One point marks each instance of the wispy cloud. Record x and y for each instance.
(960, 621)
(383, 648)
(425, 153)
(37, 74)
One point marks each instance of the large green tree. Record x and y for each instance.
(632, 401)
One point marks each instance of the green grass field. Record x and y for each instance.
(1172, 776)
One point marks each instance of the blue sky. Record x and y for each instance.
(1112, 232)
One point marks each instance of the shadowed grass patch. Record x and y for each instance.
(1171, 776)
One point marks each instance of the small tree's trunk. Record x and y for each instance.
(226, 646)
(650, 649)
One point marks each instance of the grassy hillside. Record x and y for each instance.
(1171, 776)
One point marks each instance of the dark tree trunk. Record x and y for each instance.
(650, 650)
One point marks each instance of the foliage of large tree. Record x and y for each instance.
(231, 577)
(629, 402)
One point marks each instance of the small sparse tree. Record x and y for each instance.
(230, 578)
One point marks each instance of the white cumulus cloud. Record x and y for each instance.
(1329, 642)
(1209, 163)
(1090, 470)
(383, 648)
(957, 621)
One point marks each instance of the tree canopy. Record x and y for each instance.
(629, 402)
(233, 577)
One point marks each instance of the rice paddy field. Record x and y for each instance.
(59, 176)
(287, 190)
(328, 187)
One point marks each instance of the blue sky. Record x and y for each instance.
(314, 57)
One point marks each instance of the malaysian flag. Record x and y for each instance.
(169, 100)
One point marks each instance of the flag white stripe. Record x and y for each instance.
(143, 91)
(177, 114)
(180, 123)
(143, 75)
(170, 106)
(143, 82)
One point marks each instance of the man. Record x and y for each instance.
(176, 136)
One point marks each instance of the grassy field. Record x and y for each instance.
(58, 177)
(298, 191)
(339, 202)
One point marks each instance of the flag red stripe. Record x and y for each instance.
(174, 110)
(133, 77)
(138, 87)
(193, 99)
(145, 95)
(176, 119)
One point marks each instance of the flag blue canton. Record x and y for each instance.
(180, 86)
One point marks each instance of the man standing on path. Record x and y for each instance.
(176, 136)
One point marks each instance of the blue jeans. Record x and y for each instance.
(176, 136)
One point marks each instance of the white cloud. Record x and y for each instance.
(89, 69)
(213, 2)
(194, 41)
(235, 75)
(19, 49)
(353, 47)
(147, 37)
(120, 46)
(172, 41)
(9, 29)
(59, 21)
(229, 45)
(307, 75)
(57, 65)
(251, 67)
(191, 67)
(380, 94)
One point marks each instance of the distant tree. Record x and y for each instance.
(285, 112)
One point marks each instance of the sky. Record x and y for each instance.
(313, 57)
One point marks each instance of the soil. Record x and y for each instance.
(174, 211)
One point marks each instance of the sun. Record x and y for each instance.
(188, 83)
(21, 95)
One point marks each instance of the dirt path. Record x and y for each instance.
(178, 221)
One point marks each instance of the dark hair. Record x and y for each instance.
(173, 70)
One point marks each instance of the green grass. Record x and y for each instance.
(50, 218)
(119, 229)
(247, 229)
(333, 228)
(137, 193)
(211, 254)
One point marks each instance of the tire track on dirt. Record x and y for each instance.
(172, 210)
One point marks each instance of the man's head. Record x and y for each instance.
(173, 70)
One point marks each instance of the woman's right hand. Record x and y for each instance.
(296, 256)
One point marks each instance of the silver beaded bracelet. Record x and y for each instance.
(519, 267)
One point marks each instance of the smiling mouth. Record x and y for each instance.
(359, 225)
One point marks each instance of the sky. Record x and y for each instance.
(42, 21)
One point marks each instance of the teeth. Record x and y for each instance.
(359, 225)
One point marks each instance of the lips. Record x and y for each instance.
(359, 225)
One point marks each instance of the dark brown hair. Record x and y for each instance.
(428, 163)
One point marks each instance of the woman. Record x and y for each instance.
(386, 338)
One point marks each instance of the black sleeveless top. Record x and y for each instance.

### [PROBLEM STATEMENT]
Please copy all of the entries above word for word, with no changes.

### [OUTPUT]
One point marks each instance of the wispy cloud. Record x and y for each instance.
(960, 621)
(383, 648)
(425, 153)
(37, 74)
One point marks each instance of the large green tree. Record x and y for each instance.
(632, 401)
One point marks each instance of the green grass field. Record x and y for each instance.
(1172, 776)
One point marks each instance of the blue sky. Record x and y for each instance.
(1112, 232)
One point marks each instance of the shadowed grass patch. Record x and y for each instance.
(1171, 776)
One point marks each instance of the small tree's trunk. Record x and y for each instance.
(226, 646)
(650, 649)
One point marks each instance of the grassy hillside. Record x and y for each instance.
(1171, 776)
One point marks each instance of the dark tree trunk. Record x and y for each instance.
(650, 650)
One point marks each instance of the foliage of large tree. Record x and y for each instance.
(231, 577)
(629, 402)
One point marks each instance of the small sparse tree. Record x and y for each instance.
(230, 578)
One point marks each instance of the white cumulus cloud. Record x and y for each instance.
(1329, 642)
(1209, 163)
(1090, 470)
(383, 648)
(957, 621)
One point marks each instance of the tree canopy. Record x and y for each instance.
(629, 402)
(233, 577)
One point marks each instance of the rice paddy field. Record x and y for each instance.
(59, 176)
(287, 190)
(328, 187)
One point marks each instance of the blue sky. Record x and y for each instance.
(314, 57)
One point marks each instance of the malaysian flag. Record x and y for each instance.
(169, 100)
One point marks each instance of the flag white stripe. Record x and y for each instance.
(143, 91)
(177, 114)
(180, 123)
(143, 75)
(170, 106)
(143, 82)
One point marks each instance of the man. Record x and y for each instance.
(176, 136)
One point marks each instance of the grassy field. Record x and y for each instance.
(58, 177)
(298, 191)
(339, 202)
One point marks each instance of the flag red stripe. Record x and y for each instance.
(174, 110)
(133, 77)
(138, 87)
(193, 99)
(145, 95)
(176, 119)
One point marks each instance of the flag blue canton. Record x and y for each instance.
(180, 86)
One point marks each instance of the man standing on path. Record x and y for each instance.
(176, 136)
One point marks each instance of the blue jeans. Record x and y for each instance.
(176, 136)
One point marks each instance of the white cloud. Record x and y for each instance.
(89, 69)
(213, 2)
(194, 41)
(235, 75)
(19, 49)
(353, 47)
(147, 37)
(120, 46)
(172, 41)
(9, 29)
(59, 21)
(229, 45)
(307, 75)
(57, 65)
(251, 67)
(191, 67)
(380, 94)
One point marks each instance of the distant tree. Record x and y for each instance.
(285, 112)
One point marks each instance of the sky. Record x and y for each instance.
(313, 57)
One point marks each instance of the soil. Record x and y for each instance.
(174, 211)
One point marks each instance of the sun. Record x and y for each instance.
(188, 83)
(21, 95)
One point marks each instance of the dirt path. Record x and y for each instance.
(178, 221)
One point marks each instance of the dark hair. Record x and y for each instance.
(173, 70)
One point marks each instance of the green grass. Record x and y for each instance.
(50, 218)
(119, 229)
(247, 229)
(333, 228)
(137, 193)
(211, 254)
One point marks each instance of the tire track on dirt. Record x and y for each instance.
(172, 210)
One point marks each instance of the man's head. Record x and y for each instance.
(173, 70)
One point marks each instance of the woman's right hand. Record x and y for each instance.
(296, 256)
One point marks each instance of the silver beaded bracelet. Record x and y for each instance.
(519, 267)
One point marks each instance of the smiling mouth. Record x and y for each instance.
(359, 225)
One point marks each instance of the sky. Record x and y for each instance.
(42, 21)
One point marks each instance of the teeth. Record x and y for each instance.
(359, 225)
One point marks each instance of the lips. Record x and y for each instance.
(359, 225)
One point marks each instance of the dark brown hair. Record x and y for each instance.
(428, 163)
One point marks each instance of the woman. Record x and y for each instance.
(386, 338)
One point marks each instance of the black sleeveless top. Record x and y for each instance.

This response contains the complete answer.